[BEGIN]
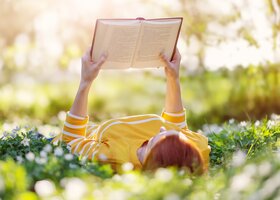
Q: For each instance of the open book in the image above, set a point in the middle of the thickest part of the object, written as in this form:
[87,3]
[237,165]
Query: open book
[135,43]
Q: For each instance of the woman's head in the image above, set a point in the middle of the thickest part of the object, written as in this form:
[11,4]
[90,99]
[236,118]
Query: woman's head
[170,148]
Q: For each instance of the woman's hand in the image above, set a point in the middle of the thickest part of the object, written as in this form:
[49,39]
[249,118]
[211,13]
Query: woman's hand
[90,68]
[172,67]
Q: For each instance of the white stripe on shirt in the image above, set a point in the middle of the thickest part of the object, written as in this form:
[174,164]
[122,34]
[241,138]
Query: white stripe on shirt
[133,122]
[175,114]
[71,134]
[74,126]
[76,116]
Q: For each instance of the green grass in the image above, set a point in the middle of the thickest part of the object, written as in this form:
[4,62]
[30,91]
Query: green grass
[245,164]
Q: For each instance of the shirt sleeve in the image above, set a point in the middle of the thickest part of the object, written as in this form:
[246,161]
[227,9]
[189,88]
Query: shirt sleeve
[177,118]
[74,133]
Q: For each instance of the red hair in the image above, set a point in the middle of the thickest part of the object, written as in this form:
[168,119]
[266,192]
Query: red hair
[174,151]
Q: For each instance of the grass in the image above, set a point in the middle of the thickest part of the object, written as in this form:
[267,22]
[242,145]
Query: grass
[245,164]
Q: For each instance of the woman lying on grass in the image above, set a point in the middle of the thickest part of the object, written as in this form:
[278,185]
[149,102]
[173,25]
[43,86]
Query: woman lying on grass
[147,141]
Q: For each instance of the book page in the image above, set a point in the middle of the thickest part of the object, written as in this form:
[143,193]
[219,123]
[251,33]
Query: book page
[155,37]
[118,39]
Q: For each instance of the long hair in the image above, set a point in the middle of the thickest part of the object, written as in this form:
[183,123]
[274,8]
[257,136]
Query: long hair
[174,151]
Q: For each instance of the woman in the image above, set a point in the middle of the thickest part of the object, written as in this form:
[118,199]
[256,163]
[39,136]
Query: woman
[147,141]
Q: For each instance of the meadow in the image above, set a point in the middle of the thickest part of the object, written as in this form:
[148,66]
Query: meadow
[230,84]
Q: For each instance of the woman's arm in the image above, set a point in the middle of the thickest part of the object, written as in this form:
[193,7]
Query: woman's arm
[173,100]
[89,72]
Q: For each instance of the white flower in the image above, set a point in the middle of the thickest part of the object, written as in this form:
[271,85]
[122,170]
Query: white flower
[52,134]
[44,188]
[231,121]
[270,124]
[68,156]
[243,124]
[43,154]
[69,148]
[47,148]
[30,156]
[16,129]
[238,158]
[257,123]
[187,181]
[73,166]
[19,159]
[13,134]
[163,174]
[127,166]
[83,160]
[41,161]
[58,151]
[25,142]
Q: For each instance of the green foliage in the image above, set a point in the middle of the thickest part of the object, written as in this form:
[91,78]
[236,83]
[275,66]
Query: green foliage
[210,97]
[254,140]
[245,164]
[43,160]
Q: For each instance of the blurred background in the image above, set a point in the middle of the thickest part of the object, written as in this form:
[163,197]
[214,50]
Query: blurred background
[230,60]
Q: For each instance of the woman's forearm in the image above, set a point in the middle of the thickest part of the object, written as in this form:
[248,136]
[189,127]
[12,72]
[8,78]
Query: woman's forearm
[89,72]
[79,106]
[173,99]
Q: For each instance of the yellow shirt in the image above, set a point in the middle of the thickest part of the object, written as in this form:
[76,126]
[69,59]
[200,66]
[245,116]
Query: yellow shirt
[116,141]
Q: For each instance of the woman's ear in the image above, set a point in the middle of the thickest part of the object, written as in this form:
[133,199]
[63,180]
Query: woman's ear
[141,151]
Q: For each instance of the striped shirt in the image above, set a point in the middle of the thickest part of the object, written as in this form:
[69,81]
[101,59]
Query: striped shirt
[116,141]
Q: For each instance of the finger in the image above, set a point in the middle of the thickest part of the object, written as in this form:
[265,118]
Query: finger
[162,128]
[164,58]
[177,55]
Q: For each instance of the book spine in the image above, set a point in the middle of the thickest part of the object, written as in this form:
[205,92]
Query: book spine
[END]
(YOUR INSTRUCTIONS): Rewrite all the data above, swapping "thickest part" for "widest part" wherever it occurs and changing nothing else. Leave the pictures out.

(RESULT BELOW):
Q: For each instance of the open book in the image above, set a point in the middle of the widest part of the object, written as in this form:
[87,3]
[237,165]
Query: open book
[135,43]
Q: For each instance of the woman's head in the image above, set a point in the middle of the widest part of the object, written as in this form:
[11,4]
[90,99]
[236,118]
Query: woman's head
[170,148]
Q: For each instance of the woman's hand in the image above, set a point in the middle of the widest part of the object, written as in this form:
[49,39]
[249,118]
[211,13]
Query: woman's hand
[90,68]
[172,67]
Q: For each instance of the white stripe on shirt in the image above, set a point in the middle of the widest part of the object, written as in this form:
[174,164]
[122,34]
[241,138]
Query: white stripe on shirt
[133,122]
[175,114]
[71,134]
[74,126]
[76,116]
Q: For each instance of the green grass in the image above, set a point in the middle of the widest part of the object, written as in this form:
[4,62]
[30,91]
Query: green grass
[245,164]
Q: For each instance of the shirt sleeve in the image above, set a point in the middle of the widest part of the object, written as in this form:
[246,161]
[227,9]
[189,88]
Query: shirt sleeve
[177,118]
[74,133]
Q: For each instance of the red hair in the image above, set a point in the middle of the widest part of the object, written as in this form:
[168,119]
[266,192]
Query: red hair
[174,151]
Q: For each instance of the grass in the image above, set a point in the middle of the widest part of the object, written as in this form:
[267,22]
[242,145]
Query: grass
[245,164]
Q: For each instance of the woman lying on grass in the image above, set a point in the middle of the widest part of the object, written as in this form:
[278,185]
[149,102]
[173,25]
[43,86]
Query: woman lying on grass
[147,141]
Q: For each instance of the book page in the image above, set a point in the middle of the widest part of the object, written as in this form:
[143,193]
[219,123]
[251,33]
Query: book page
[155,37]
[118,39]
Q: For each instance of the long hair in the image above, set a point in the middle of the widest part of the object, written as in this form:
[183,123]
[274,8]
[257,136]
Query: long hair
[174,151]
Q: For each instance of the woman in the image above, set a point in the middle of the widest part of the object, written as in this form:
[118,199]
[256,163]
[39,136]
Query: woman
[147,141]
Q: For each instance of the meadow in the image above, set a point in the middle of the widest part of the object, written as in this form:
[148,66]
Query: meadow
[230,84]
Q: For each instance of the woman's arm in the image above, set a point in the middle of the widest part of the object, written as in this form:
[193,7]
Query: woman's arm
[173,100]
[89,72]
Q: For each instance of the white flower in the image above, set a point in the middle of the widest part of the object, written as in this form:
[271,85]
[122,170]
Query: white flower
[52,134]
[44,188]
[231,121]
[270,124]
[68,156]
[243,124]
[43,154]
[69,148]
[47,148]
[30,156]
[16,129]
[238,158]
[257,123]
[187,181]
[73,166]
[19,159]
[13,134]
[163,174]
[127,166]
[83,160]
[41,161]
[58,151]
[25,142]
Q: For each instance of the green foliage in the image above, set a point in the middle of the widest part of the object, written as in this form:
[91,78]
[236,83]
[275,66]
Query: green foliage
[210,97]
[254,140]
[245,164]
[43,160]
Q: For each instance of the blurred background in the image above, set a point in the middle of the widest part of the object, written as in this form:
[163,197]
[214,50]
Query: blurred background
[230,60]
Q: For each instance of the woman's forearm in the image above, set a point in the middle of the widest part of the object, written as in this form:
[248,136]
[189,127]
[12,72]
[8,78]
Query: woman's forearm
[89,72]
[79,106]
[173,99]
Q: For each instance of the yellow shirt in the image above, set a point in the middle of the widest part of the object, written as in this form:
[76,126]
[69,59]
[200,66]
[245,116]
Query: yellow shirt
[116,141]
Q: For each instance of the woman's ear in the image above, set a point in the middle of the widest part of the object, written as in this form:
[133,199]
[63,180]
Query: woman's ear
[141,151]
Q: For each instance of the striped shirt in the image above, set a point in the middle of the widest part of the object, written as in this form:
[69,81]
[101,59]
Query: striped shirt
[116,141]
Q: For each instance of the finger in the image above, set a point in the middle of the widest part of the object, written as in this form:
[265,118]
Query: finger
[162,128]
[164,58]
[177,55]
Q: For each instance of the book spine in the image above, set a point in the middle of the widest part of the object, written as in this form:
[205,92]
Query: book spine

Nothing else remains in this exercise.